- [Direction]:
Please render the entries as a two-column CSV with the columns request and answer, starting at the beginning of the entries and ending at the line that contains "94 122 L 92". Give one row per entry, with its text and its answer each in a single quoted field and line breaks replaced by spaces.

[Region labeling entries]
-- Begin --
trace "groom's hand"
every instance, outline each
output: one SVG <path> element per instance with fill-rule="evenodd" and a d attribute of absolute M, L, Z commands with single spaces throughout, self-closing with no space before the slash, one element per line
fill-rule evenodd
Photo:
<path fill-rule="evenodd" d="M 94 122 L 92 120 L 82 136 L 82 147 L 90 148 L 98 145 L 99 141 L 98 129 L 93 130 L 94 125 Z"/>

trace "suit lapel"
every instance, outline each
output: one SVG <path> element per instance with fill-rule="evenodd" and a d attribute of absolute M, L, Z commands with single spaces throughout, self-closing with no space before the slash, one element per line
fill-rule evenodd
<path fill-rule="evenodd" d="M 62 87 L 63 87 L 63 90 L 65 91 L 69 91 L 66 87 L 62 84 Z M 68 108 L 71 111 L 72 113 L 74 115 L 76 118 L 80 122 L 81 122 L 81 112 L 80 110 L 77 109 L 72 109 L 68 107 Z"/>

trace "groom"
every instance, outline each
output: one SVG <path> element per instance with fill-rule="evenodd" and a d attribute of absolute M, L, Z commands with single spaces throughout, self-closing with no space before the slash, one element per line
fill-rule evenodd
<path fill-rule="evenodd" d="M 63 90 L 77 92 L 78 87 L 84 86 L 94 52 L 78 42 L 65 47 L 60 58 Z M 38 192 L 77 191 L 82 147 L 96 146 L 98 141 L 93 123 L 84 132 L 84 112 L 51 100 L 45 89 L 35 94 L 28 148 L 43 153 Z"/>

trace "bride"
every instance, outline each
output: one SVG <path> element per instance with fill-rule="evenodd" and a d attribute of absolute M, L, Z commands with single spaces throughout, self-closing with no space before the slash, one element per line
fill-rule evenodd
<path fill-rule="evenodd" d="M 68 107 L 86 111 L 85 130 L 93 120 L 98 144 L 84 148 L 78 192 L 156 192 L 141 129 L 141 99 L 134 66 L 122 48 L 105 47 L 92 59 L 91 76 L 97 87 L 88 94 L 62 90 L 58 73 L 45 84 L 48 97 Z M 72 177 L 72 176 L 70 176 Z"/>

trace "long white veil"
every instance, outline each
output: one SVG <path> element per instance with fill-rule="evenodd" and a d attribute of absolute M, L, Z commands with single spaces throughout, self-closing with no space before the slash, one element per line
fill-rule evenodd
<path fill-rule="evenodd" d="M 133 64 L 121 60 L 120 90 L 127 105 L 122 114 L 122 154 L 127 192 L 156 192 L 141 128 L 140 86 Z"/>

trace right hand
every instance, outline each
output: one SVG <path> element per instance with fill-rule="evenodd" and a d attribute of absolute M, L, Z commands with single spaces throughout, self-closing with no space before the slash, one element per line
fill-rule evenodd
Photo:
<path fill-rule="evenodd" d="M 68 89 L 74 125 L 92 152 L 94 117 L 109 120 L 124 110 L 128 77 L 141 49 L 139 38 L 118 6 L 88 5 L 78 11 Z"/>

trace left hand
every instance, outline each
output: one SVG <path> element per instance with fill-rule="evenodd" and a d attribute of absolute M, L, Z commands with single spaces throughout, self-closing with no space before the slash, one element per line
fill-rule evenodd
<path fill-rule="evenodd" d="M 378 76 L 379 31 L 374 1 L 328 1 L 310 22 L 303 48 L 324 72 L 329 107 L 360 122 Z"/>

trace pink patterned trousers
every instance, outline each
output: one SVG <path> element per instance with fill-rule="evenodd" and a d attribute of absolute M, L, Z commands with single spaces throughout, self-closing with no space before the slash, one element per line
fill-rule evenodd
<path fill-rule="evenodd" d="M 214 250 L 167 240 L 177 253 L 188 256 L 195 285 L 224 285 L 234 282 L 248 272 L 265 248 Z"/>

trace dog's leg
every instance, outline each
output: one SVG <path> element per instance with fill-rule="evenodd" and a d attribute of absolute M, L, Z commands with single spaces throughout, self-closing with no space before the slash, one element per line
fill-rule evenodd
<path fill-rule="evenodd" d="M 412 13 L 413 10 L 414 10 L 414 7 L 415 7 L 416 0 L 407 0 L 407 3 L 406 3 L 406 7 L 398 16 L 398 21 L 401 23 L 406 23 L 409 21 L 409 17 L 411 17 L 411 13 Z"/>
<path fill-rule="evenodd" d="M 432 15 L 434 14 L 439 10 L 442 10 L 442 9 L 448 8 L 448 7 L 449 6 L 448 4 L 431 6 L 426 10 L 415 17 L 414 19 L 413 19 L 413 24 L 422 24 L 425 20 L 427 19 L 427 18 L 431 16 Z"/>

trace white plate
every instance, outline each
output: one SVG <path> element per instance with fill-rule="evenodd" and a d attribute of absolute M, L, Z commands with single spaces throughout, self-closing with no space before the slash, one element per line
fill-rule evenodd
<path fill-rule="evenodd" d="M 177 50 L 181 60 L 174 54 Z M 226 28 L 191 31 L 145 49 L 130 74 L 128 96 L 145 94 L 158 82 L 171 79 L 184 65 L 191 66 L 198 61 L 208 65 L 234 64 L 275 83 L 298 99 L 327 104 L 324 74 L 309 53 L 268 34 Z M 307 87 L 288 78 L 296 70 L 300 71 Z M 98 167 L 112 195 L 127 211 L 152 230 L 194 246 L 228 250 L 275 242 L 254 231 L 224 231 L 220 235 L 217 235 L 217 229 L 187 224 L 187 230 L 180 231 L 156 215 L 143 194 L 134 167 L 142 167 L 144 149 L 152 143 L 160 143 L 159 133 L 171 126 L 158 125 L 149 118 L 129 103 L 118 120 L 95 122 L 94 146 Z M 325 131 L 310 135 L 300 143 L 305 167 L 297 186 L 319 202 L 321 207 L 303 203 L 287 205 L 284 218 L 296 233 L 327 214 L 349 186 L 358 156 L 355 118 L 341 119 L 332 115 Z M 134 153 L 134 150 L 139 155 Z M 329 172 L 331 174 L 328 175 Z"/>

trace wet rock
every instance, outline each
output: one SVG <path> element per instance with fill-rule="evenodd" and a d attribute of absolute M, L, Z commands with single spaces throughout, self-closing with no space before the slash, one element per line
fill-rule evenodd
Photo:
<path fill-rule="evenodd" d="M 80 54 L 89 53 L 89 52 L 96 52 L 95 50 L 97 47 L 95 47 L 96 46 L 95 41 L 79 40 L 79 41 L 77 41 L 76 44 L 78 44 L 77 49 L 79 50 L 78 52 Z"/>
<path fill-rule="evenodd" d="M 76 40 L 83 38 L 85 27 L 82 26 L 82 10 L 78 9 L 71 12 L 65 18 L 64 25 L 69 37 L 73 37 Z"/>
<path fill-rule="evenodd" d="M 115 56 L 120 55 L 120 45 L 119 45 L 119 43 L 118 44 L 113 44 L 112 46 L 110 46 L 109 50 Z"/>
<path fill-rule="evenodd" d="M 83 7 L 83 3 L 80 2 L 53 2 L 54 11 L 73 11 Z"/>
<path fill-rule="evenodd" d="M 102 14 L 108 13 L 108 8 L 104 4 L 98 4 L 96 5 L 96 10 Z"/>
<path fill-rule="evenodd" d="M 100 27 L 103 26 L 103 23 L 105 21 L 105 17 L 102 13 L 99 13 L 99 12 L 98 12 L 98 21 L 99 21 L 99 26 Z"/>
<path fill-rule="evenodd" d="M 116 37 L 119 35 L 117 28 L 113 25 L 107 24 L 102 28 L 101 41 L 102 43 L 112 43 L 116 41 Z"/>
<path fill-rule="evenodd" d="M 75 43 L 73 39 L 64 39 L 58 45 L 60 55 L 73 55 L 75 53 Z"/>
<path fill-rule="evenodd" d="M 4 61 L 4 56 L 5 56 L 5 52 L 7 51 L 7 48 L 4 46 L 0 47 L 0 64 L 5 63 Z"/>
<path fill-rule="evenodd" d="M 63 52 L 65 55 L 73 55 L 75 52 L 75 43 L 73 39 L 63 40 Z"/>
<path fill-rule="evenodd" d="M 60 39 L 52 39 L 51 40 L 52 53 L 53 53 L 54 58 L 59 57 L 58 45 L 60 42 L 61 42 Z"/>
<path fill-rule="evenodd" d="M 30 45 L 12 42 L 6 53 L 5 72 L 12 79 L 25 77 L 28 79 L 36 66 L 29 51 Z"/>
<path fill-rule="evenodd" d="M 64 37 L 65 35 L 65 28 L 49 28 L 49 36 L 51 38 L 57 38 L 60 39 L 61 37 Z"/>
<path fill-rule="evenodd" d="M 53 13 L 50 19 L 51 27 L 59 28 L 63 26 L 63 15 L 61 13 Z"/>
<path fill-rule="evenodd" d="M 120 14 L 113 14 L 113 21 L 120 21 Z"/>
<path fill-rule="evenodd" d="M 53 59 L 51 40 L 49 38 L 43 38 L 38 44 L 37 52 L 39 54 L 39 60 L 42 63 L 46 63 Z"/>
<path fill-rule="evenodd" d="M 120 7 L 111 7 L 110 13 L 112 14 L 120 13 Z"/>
-- End --
- [Exercise solution]:
request,answer
"trace ""groom's hand"" every instance, outline each output: one SVG <path> element per instance with fill-rule=""evenodd"" and a d attribute of absolute M, L, Z commands with single spaces throughout, self-closing with no space before the slash, one element per line fill-rule evenodd Photo:","<path fill-rule=""evenodd"" d=""M 94 122 L 92 120 L 82 136 L 82 147 L 90 148 L 98 145 L 99 141 L 98 129 L 93 130 L 94 125 Z""/>"